* _Text_:
** Begin **
Review : Bank Hero | Sunday Observer

Review : Bank Hero

17 December, 2017

Robert Frost, America’s most popular 20th century poet laureate once famously stated, Poetry begins with delight and ends in wisdom. Although it is a stage drama, this undeniable truth is highly relevant to the veteran playwright, journalist, script writer, director and the acclaimed author Kapila Kumara Kalinga’s latest theatrical excursion Banku Weeraya (Bank Hero).

Spanning for over a couple of hours during which the spectators are drifted into a literal reverie to contemplate on their own unfulfilled life expectations marred by social discrepancies, Banku Weeraya brings forth a fantasy embedded in surrealism cum contemporary economic and social tragedies that keep gripping the whole nation. Only that we may not dare walk in this fantasy no matter how dire our need is. Though this might sound contradictory, maestro Kapila Kumara Kalinga effectively and uncannily weaves through these social pathos while brilliantly handling the crescendo into chaos.
** End **
* _Task list_:
1. According to the Bank Hero review, what does Robert Frost say poetry begins with and ends in?
2. In the Bank Hero review, edit the passage that begins at the words "Review : Bank Hero |" and stops after "Weeraya (Bank Hero).", replacing "stage drama" with "stage play".
3. Using the Bank Hero review, state whether each statement agrees with it: (a) The review is dated 17 December, 2017. (b) The play runs for less than an hour. (c) Robert Frost is described as a British poet.

* _Records supplied_:
** Begin **
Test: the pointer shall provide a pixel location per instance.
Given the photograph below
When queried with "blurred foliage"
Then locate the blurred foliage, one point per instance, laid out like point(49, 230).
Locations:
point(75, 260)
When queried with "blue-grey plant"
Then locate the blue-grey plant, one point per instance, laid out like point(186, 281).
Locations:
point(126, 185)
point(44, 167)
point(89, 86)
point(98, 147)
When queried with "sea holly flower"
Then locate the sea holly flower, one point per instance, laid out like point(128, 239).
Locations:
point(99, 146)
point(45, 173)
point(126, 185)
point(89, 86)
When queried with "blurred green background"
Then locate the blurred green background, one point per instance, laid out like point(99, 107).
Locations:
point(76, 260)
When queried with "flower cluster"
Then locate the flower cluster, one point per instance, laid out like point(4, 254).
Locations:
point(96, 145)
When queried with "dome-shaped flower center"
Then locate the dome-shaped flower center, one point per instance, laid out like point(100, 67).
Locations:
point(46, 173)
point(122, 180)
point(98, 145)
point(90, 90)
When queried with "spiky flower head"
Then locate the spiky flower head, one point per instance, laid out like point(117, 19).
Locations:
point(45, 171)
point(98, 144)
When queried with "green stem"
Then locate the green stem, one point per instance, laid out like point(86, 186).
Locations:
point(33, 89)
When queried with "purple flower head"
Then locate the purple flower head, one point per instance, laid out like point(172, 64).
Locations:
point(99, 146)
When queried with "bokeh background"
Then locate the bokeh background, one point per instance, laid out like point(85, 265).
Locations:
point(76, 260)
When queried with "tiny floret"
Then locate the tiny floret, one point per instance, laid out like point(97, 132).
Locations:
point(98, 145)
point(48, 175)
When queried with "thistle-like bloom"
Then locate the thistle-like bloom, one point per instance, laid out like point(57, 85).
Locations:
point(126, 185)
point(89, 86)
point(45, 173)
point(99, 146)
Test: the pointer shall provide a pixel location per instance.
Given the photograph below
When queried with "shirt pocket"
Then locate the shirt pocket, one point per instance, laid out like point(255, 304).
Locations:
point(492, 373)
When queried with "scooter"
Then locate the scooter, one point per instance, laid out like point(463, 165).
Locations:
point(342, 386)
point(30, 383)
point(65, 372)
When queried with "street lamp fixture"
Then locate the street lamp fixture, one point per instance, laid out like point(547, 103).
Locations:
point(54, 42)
** End **
* _Problem solutions_:
1. Poetry begins with delight and ends in wisdom.

2.
Review : Bank Hero | Sunday Observer

Review : Bank Hero

17 December, 2017

Robert Frost, America’s most popular 20th century poet laureate once famously stated, Poetry begins with delight and ends in wisdom. Although it is a stage play, this undeniable truth is highly relevant to the veteran playwright, journalist, script writer, director and the acclaimed author Kapila Kumara Kalinga’s latest theatrical excursion Banku Weeraya (Bank Hero).

3.
(a) Yes: "17 December, 2017"
(b) No: "Spanning for over a couple of hours"
(c) No: "America’s most popular 20th century poet laureate"